**SOURCE TEXT:**
··········
In operation S140, the exact location of the input data that caused the vulnerability may be tracked using the results of the static analysis and the dynamic analysis. This will be described in detail later with reference to FIG. 6.



FIG. 3 is a flowchart illustrating an operation of FIG. 2 in detail. A process of performing a dynamic analysis of the above binary to track the location of the cause of the vulnerability in the binary will be described in detail with reference to FIG. 3.


In operation S131, as the binary is executed, taint information due to external input data is recorded in a register. A method of recording the taint information in the register will be described in detail later with reference to FIGS. 4 and 5.


In operation S132, when a collision occurs during the execution of the binary, collision related information may be stored using a collision signal. For example, if a signal SGPE is generated, the cause of the collision may be “division by zero.” Therefore, the collision related information including the type and cause of the collision that occurred can be stored.


In operation S133, information about operands existing in an instruction in which the collision occurred may be stored. For example, if the collision occurred in an instruction “mov ecx, ebp,” information indicating that the collision occurred in an ecx register and an ebp register may be stored.


The stored collision related information and information about operands existing in the instruction in which the collision occurred may be used to select a target register, in which the location of input data that caused the collision is to be tracked, according to the type of the collision. This will be described in detail later with reference to FIG. 6.



FIG. 4 is a flowchart illustrating a method of generating taint information for a register of an operand in order to track the location of the cause of a binary vulnerability.
··········
**DATA RECORDS:**

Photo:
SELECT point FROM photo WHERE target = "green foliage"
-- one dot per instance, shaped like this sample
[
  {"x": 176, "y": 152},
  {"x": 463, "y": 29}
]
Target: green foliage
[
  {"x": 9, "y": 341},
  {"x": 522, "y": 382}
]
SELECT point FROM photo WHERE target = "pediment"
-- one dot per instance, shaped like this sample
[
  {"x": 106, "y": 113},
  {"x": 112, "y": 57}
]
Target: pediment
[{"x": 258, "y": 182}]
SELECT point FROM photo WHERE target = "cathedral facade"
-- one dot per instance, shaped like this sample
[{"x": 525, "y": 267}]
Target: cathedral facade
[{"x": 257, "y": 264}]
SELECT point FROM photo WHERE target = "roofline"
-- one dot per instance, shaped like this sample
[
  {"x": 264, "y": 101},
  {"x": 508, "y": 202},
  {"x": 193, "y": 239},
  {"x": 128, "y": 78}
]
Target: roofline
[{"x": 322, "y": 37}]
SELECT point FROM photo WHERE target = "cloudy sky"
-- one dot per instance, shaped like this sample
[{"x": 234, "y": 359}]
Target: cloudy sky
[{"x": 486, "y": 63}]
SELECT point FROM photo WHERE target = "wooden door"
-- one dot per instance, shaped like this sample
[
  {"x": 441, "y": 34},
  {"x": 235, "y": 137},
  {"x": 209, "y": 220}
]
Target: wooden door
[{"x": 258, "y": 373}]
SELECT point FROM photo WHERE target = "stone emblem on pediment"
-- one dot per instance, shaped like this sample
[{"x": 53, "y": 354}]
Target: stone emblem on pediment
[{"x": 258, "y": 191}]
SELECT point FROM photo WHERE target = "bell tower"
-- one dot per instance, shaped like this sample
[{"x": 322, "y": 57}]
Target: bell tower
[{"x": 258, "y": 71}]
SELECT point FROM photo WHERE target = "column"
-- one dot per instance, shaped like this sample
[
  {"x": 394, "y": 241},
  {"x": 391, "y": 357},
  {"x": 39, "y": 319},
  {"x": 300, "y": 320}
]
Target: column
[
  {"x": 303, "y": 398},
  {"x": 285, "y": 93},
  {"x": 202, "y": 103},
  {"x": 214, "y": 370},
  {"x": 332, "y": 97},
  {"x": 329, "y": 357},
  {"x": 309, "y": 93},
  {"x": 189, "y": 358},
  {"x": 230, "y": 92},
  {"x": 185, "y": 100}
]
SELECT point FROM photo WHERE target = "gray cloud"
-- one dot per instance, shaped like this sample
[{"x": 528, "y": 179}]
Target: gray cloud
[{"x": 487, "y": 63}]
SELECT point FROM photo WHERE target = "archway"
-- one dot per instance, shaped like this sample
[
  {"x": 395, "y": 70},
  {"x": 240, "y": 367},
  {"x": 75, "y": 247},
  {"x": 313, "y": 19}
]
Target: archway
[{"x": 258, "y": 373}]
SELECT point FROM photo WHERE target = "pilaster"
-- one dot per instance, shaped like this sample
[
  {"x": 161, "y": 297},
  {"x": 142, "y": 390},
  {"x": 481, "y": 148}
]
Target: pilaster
··········
**WORK TO COMPLETE:**
**A.** Pick out every line of the rows that contains the string "tower".
**B.** Carry on the passage on tracking binary vulnerabilities, starting after its final sentence.
The passage on tracking binary vulnerabilities and the rows are unrelated to each other.

**RESULTS FOR EACH TASK:**
**A.**
SELECT point FROM photo WHERE target = "bell tower"
Target: bell tower

**B.**
The method of generating taint information for a register of an operand may be, for example, a method of adding new taint information for the register of the operand or a method of modifying and updating existing taint information of the register of the operand. In addition, according to an embodiment, taint information may not be generated. Generated taint information may be stored in a separate database.


In operation S200, taint information for a register may be generated based on a different standard according to whether the type of an operand in which the register is used is a source operand or a destination operand.


First, a case where a target register whose taint information is to be generated is used in the source operand will be described.


If an instruction including an operator of a first operand register is included in a main function and a source operand of the operator has an address value in a relative addressing mode that uses ebp as a base in operation S221, first taint information may be added for the first operand register indicating the address value in operation S223.


For example, argc, which is a first argument of the main function, may be stored in an [ebp+8] address. In this case, the first operand register may be [ebp+8], and the first taint information storing information about argc may be added for [ebp+8].


In addition, if the first operand register is eax and an operator existing immediately before an operator in which a first operand is used is an operator that calls a function in operation S222, the first taint information may be added for the first operand in operation S223 if the called function is a function related to an external input value.


For example, if the called function is a function that receives an input value from a user through a scanf( ) function and returns data in which the input value is used, eax in which the returned data is stored may be the first operand register, and the first taint information that stores information about the input value received from the user may be added for the first operand register.


In operation S224, if the target register is not the first operand register, it is identified whether the target register was used in an operator before a first operator in which the first operand is used.


If it is identified in operation S224 that there is a second operator in which the target register was used, taint information of the target register used as an operand of the second operator may be used. In this case, the target register may be a second operand register, and, to generate second taint information, the same register as the target register used in the second operator may be used as the first operand register, and taint information of the first operand may be used as the first taint information. Therefore, the second taint information may be generated using the first taint information.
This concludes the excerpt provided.